▶ **Problems to work on**
• A. Render this sentence from the Facebook article in French: "Ello does not offer any ad space, nor does it allow paid promotions."
• B. How many lines of the rows contain the string "petal", with case counting? Give only the number.

▶ **Page**
********************
Why You Shouldn’t Abandon Facebook Entirely
It might be easy to assume that Facebook is going to go the way of My Space. After all, the Times reports that more than 11 million young people have abandoned Facebook and will not be returning. The appearance of Ello on the social media scene has caused further concern for business owners who think that their coveted customers may retreat to non-ad-supporting Ello. But Facebook is far from done. Here’s what you need to know.
Many Other Key Demographics Remain on Facebook
Even if none of the millions who have left Facebook ever return, Facebook is still the top social media destination for others. International Business Times reports that the older demographics are continuing to grow, particularly among adults over the age of 55. Some suspect that the arrival of the Baby Boomers to Facebook has led to many youth abandoning the platform, but even so, “30 Statistics About Teens and Social Networking” reports that 93 percent of American 12 – 17 year olds are online and over 70 percent of them are on Facebook. It’s only among certain sub demographics that the numbers have sharply declined. It’s up to you to determine whether your target audience is still present. You shouldn’t focus all of your advertising on Facebook, but you shouldn’t abandon it either.
Ello Is Not As Business Friendly
Ello is considered the new up and coming social media site. Some people are even saying that it will replace Facebook, but that’s unlikely. It offers a different experience from Facebook. Currently, you can’t even sign up unless you are invited by someone you know, and advertising is strictly prohibited. Ello does not offer any ad space, nor does it allow paid promotions. The Motley Fool actually lists Ello’s business strategy as being questionable. It hasn’t even been around for a year, so it’s hard to know how it will fare in the upcoming years.
The point is that advertising on Ello will be more challenging than on other social media platforms. It may be a good place to make connections, but users there have a significantly lower tolerance for marketing. Users see it as a community for artists and purists. It may change as the years continue, but for now, it probably isn’t your best choice for investing extra time and energy. And it certainly isn’t competing with Facebook in terms of reach and commercial access.
Facebook Is Quite Adaptable
The other reason you shouldn’t abandon Facebook is because, compared to other social media platforms, it is one of the most flexible and adaptable to your business’s need. Twitter restricts you to less than 140 characters. Instagram and Tumblr focus primarily on images. Vine requires videos. All of these platforms restrict certain mediums to provide a honed focus. That’s not a bad thing. But for most businesses, multiple sources of content are preferable, and Facebook allows you to choose which medium (or even more than one) is best for your customers. You don’t have to make everything into a 15 second video or turn it into a meme.
********************
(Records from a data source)
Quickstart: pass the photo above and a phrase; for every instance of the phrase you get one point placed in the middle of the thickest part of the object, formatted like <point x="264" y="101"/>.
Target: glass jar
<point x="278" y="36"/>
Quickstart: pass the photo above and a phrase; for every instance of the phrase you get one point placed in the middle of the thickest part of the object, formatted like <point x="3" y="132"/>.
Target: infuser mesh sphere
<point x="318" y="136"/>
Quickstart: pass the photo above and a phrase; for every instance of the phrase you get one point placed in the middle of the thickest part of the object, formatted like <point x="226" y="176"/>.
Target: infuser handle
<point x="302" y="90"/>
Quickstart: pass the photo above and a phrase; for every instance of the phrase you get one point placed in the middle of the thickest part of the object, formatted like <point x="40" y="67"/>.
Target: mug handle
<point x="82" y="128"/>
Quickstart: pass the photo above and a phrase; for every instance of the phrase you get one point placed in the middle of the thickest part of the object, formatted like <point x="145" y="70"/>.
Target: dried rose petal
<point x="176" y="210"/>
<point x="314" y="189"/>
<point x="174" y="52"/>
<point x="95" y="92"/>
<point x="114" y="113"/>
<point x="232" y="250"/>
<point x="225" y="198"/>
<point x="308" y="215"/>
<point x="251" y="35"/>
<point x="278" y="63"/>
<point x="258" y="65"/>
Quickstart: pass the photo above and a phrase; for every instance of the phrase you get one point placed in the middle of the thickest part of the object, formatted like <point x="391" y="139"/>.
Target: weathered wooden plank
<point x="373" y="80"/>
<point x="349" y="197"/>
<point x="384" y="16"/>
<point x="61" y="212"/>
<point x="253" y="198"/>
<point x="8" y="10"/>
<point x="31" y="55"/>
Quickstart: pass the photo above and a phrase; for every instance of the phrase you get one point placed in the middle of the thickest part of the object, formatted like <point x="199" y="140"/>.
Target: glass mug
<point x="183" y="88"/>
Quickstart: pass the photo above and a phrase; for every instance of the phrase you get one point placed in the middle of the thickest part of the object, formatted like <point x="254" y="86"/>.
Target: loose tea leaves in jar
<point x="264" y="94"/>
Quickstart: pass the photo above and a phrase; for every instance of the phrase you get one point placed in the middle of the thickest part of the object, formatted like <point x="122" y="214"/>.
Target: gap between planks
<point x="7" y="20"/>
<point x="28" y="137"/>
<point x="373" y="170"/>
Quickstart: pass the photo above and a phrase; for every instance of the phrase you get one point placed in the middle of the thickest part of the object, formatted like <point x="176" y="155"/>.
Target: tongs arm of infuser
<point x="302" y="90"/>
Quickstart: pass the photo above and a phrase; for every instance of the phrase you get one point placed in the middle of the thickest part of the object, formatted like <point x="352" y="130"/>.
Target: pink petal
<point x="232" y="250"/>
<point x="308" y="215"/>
********************
▶ **Final results**
• A. Ello ne propose aucun espace publicitaire et n'autorise pas non plus les promotions payantes.

• B. 2